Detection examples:
-- begin --
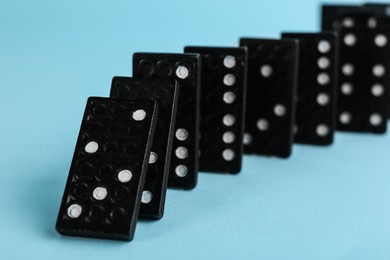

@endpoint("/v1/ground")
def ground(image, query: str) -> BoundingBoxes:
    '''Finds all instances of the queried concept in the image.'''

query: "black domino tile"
[110,77,179,219]
[337,25,390,133]
[322,3,390,117]
[282,32,339,145]
[184,46,247,173]
[321,4,363,31]
[133,53,201,189]
[240,38,298,158]
[56,97,157,240]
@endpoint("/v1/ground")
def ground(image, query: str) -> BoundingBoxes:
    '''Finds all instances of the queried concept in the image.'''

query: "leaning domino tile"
[133,53,200,189]
[337,21,390,133]
[240,38,298,158]
[56,97,157,241]
[184,47,247,173]
[110,77,179,219]
[282,32,339,145]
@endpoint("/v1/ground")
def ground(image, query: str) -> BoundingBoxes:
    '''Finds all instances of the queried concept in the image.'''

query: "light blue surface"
[0,0,390,260]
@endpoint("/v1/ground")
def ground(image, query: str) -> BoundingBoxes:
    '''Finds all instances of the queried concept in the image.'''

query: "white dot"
[67,204,83,218]
[316,124,329,137]
[149,152,157,163]
[372,64,386,77]
[341,82,353,96]
[133,109,146,121]
[223,91,236,104]
[317,40,331,53]
[344,33,356,46]
[374,34,387,47]
[175,146,188,159]
[341,63,355,76]
[260,65,273,78]
[317,57,330,70]
[370,113,382,126]
[84,141,99,153]
[223,74,236,86]
[222,132,236,144]
[342,17,355,28]
[293,124,298,135]
[223,55,236,69]
[141,190,153,204]
[367,17,377,29]
[256,118,269,131]
[92,187,107,200]
[175,128,188,141]
[274,104,286,116]
[175,164,188,178]
[339,112,352,125]
[371,84,385,97]
[243,133,253,145]
[176,66,190,79]
[222,114,236,126]
[118,170,133,183]
[222,149,235,161]
[317,93,330,106]
[317,72,330,85]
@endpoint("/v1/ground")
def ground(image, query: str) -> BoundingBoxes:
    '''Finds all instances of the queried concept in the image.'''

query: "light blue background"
[0,0,390,260]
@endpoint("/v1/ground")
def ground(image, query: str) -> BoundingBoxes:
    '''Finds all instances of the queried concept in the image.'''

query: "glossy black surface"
[133,53,200,189]
[56,97,157,240]
[240,38,298,158]
[110,77,179,219]
[282,33,339,145]
[184,47,247,173]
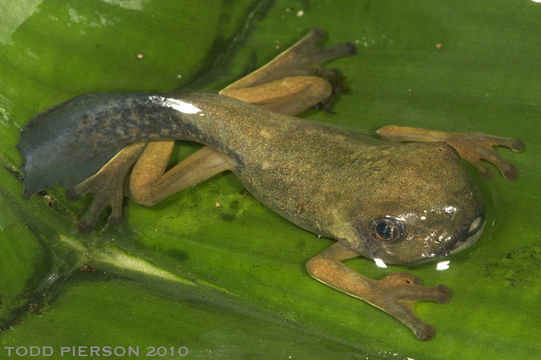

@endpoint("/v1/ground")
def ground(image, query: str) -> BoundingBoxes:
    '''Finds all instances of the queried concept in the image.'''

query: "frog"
[17,28,524,340]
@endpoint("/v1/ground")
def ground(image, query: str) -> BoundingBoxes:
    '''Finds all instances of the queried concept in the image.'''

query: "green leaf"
[0,0,541,359]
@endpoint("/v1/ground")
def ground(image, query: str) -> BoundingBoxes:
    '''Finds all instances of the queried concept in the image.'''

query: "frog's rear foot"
[66,143,145,232]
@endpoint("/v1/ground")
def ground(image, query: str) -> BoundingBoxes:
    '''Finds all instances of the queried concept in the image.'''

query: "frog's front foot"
[66,143,145,232]
[374,273,451,340]
[306,243,451,340]
[377,126,525,180]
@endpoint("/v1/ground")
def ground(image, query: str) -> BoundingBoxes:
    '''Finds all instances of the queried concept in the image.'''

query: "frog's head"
[344,143,485,264]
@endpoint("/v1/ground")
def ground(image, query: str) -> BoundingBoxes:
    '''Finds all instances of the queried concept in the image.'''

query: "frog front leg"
[377,126,525,180]
[306,243,451,340]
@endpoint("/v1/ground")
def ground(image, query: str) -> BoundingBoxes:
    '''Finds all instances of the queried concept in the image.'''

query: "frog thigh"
[220,29,356,115]
[221,76,332,115]
[129,141,232,206]
[66,143,145,232]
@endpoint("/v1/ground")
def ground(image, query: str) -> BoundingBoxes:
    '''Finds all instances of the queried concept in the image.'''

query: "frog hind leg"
[125,29,355,210]
[67,29,356,232]
[377,125,525,180]
[129,141,232,206]
[306,243,451,340]
[220,29,356,115]
[66,143,145,232]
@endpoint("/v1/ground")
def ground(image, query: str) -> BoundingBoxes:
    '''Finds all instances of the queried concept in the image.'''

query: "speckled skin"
[18,93,484,264]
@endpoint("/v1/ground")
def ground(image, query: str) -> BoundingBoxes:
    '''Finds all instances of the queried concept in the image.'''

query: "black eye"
[370,217,404,242]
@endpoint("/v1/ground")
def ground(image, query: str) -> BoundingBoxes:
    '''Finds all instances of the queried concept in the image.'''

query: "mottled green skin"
[19,93,484,263]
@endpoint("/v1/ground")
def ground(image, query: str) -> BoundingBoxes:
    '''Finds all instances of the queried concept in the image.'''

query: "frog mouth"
[451,216,486,254]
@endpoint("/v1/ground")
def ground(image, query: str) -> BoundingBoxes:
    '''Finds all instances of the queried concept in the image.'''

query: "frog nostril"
[468,216,484,235]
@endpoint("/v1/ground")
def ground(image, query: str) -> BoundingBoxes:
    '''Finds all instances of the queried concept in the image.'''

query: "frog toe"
[448,133,525,180]
[66,143,145,232]
[377,273,451,340]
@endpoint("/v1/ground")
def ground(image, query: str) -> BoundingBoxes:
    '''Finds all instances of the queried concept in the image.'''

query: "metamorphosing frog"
[18,29,524,339]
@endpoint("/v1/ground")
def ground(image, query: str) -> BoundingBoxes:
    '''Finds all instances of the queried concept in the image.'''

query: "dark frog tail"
[17,93,218,198]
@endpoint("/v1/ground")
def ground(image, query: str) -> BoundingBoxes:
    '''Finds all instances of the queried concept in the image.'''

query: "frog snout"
[451,216,485,254]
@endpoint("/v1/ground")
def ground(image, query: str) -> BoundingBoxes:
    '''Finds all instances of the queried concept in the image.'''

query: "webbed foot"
[377,126,525,180]
[220,28,357,115]
[66,143,145,233]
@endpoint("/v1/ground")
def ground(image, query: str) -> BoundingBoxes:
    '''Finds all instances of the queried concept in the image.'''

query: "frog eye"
[369,217,405,242]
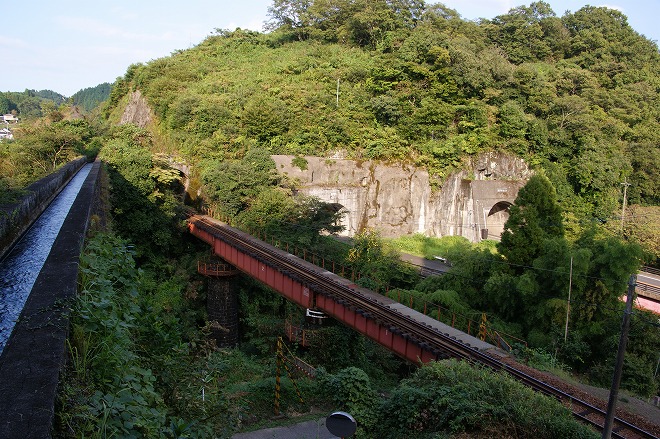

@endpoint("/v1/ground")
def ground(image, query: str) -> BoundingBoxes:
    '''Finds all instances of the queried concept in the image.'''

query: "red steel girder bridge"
[188,215,657,438]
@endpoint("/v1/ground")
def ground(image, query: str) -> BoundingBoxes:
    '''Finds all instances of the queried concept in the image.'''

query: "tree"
[266,0,312,40]
[497,175,564,266]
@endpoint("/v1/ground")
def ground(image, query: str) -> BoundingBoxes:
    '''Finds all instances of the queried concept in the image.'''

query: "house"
[0,114,18,124]
[0,128,14,140]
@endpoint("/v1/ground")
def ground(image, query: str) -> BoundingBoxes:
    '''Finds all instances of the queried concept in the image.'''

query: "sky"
[0,0,660,97]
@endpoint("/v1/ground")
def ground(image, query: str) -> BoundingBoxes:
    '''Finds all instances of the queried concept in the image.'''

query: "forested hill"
[106,0,660,237]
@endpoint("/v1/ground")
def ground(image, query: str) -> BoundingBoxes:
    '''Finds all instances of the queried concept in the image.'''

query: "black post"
[602,274,637,439]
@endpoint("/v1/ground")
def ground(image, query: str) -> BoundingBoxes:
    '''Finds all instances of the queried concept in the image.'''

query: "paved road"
[231,418,337,439]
-- end --
Given exercise.
Count the lines in the entries above that contain the string "surface", and give only that number.

Task result.
2